### EXERCISE SET
1 - Please return the stretch of the Calgary news report from "Tuesday, June 12, 2001" through "empty Calgary apartment.", copied word for word.
2 - Answer these from the Calgary news report, one answer per line with matching letters:
(a) Who is the director of Citizenship and Immigration Canada in Calgary?
(b) How old was Domenic Brown?
(c) Where did police search for Gemini?
3 - Write what comes next in the Calgary news report, picking up after its final sentence.

### EXTRACT
□ □ □

Tuesday, June 12, 2001
Japanese mother of dead Alberta baby faces immigration chargesCanoe News
CALGARY (CP) -- A Japanese woman who has been charged in the death of her toddler and whose infant daughter is missing now faces immigration charges as well.
Rob Ferguson, director of Citizenship and Immigration Canada in Calgary, confirmed Tuesday that Rie Fujii, 23, has been charged with remaining in Canada illegally.
"It's basically a dual procedure where she's being investigated for charges under the Criminal Code but also we've got an immigration hold on her," Ferguson said.
Fujii was charged last week with failing to properly dispose of the body of her 15-month-old son, Domenic Brown. She came forward after his body was found in an empty Calgary apartment.
Police also spent two days last week searching the Bow River for Domenic's three-month-old sister, Gemini. It's believed Gemini was wrapped in plastic bags and dumped in the river a few weeks ago.
Ferguson said Canada Immigration won't act until the criminal case works its way through the courts.
"A person who is in Canada as a visitor or illegally in the country that gets convicted of a criminal offence -- could result in them being deported from Canada," he said.

□ □ □

### DATA EXTRACT

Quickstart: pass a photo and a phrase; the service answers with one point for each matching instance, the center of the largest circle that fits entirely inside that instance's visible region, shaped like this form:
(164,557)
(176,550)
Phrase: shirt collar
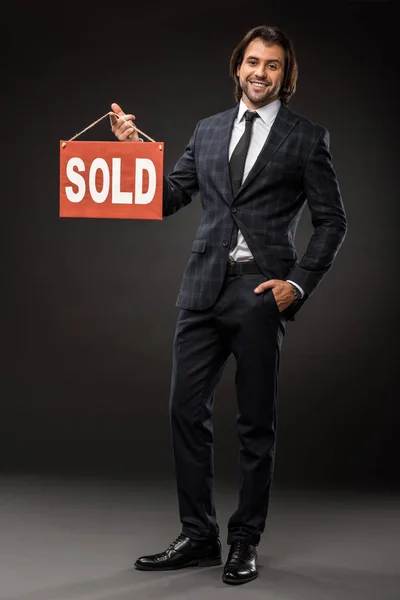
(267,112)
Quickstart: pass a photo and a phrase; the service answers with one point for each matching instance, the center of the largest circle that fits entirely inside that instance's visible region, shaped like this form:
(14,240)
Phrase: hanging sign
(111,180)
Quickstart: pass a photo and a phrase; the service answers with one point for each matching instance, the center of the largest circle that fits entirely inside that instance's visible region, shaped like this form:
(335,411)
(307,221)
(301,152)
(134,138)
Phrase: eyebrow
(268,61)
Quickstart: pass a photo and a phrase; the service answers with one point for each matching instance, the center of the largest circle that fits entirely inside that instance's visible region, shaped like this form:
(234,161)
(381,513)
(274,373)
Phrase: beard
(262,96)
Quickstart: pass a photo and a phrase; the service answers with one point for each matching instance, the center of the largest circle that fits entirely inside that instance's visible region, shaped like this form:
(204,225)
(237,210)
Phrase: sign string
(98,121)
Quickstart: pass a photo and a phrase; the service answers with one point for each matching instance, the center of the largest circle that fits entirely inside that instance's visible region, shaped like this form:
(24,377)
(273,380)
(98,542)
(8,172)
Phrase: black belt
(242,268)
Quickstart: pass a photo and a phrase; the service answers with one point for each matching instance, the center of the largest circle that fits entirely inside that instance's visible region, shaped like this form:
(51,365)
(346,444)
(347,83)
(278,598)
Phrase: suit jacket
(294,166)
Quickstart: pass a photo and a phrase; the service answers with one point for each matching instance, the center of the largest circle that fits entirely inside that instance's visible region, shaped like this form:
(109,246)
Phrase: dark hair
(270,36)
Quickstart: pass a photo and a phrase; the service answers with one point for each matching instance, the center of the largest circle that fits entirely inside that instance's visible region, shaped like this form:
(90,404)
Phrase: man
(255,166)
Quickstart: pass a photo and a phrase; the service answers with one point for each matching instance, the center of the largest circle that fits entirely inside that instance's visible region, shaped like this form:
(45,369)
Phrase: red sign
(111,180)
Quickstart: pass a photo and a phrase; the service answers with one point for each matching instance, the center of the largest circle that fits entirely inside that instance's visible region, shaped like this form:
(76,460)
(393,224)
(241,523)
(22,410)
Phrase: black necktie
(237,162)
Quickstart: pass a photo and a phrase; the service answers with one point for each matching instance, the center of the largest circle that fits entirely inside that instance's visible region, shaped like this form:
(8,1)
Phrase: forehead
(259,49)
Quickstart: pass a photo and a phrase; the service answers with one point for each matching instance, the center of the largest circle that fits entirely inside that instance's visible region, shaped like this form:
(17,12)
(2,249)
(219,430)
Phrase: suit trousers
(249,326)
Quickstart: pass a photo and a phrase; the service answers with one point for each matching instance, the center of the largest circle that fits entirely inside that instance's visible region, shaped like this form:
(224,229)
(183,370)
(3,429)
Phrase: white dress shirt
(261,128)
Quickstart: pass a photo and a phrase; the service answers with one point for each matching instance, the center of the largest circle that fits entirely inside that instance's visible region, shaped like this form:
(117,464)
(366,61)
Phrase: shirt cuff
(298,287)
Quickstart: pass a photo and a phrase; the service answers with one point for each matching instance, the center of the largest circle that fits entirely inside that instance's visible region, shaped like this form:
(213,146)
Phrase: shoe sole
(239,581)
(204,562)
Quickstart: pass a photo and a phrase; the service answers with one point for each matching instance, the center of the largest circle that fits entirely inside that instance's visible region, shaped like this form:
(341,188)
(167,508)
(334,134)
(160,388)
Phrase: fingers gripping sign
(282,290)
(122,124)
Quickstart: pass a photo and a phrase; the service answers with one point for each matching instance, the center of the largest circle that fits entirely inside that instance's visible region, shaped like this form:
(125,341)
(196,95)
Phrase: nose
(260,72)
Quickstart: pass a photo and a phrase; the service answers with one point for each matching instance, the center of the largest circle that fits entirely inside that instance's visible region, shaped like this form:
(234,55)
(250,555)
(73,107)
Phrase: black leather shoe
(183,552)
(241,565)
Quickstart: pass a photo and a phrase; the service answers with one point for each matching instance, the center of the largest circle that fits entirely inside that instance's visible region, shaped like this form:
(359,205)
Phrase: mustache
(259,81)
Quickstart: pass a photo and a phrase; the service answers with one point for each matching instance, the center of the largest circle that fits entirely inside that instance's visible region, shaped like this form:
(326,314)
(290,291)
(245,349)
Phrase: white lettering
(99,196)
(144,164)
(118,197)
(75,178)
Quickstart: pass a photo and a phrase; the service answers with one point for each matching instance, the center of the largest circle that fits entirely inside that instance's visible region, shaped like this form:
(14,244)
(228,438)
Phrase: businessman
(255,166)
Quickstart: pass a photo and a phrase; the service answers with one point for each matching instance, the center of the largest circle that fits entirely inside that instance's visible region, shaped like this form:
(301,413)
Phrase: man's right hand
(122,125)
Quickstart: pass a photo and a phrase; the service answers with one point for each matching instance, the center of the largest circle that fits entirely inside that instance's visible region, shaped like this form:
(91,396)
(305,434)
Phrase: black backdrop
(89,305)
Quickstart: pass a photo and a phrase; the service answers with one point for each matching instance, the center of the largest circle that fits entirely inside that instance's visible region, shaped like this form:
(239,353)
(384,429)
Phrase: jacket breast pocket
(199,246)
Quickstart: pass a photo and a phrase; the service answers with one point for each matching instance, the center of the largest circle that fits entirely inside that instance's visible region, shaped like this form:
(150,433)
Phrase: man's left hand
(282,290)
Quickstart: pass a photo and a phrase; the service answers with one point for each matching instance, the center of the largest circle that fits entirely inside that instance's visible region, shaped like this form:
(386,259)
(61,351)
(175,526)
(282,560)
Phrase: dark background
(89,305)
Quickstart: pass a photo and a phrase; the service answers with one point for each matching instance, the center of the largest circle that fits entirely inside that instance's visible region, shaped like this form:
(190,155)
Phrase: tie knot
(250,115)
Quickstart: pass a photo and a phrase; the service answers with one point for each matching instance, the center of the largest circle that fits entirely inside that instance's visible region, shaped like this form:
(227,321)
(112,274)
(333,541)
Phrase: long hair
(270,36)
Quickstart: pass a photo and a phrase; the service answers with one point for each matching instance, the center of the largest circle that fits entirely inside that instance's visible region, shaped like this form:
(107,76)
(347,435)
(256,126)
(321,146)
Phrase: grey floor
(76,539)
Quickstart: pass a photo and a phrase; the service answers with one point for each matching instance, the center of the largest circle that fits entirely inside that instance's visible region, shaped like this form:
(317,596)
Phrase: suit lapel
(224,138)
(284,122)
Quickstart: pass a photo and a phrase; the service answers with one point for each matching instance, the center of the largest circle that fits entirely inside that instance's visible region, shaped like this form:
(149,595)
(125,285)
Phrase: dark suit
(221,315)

□ □ □

### RESULTS IN ORDER
1 -
Tuesday, June 12, 2001
Japanese mother of dead Alberta baby faces immigration chargesCanoe News
CALGARY (CP) -- A Japanese woman who has been charged in the death of her toddler and whose infant daughter is missing now faces immigration charges as well.
Rob Ferguson, director of Citizenship and Immigration Canada in Calgary, confirmed Tuesday that Rie Fujii, 23, has been charged with remaining in Canada illegally.
"It's basically a dual procedure where she's being investigated for charges under the Criminal Code but also we've got an immigration hold on her," Ferguson said.
Fujii was charged last week with failing to properly dispose of the body of her 15-month-old son, Domenic Brown. She came forward after his body was found in an empty Calgary apartment.

2 -
(a) Rob Ferguson
(b) 15 months old
(c) The Bow River

3 -
Ferguson also clarified the circumstances of Fujii's arrival in Canada from Japan, saying reports she had come on a student visa were not accurate.
"She was in Canada as a visitor and was initially granted entry for six months from the original date of her arrival in October of 1999," he said. "That gave her visitor's status until April of 2000."
Fujii appeared briefly in court on the criminal charge Monday and was sent for a 30-day psychiatric assessment to determine if she is fit to stand trial. Police and her lawyer have acknowledged other charges may be laid.
Police have yet to interview Peter Brown, the children's father. Insp. Blake McWilliam said Brown has a number of outstanding warrants but isn't considered a suspect in the case involving his children.
"We've publicly stated that he was out of the family picture before the second birth," said McWilliam.
"So I don't see the need for the cloak and dagger act."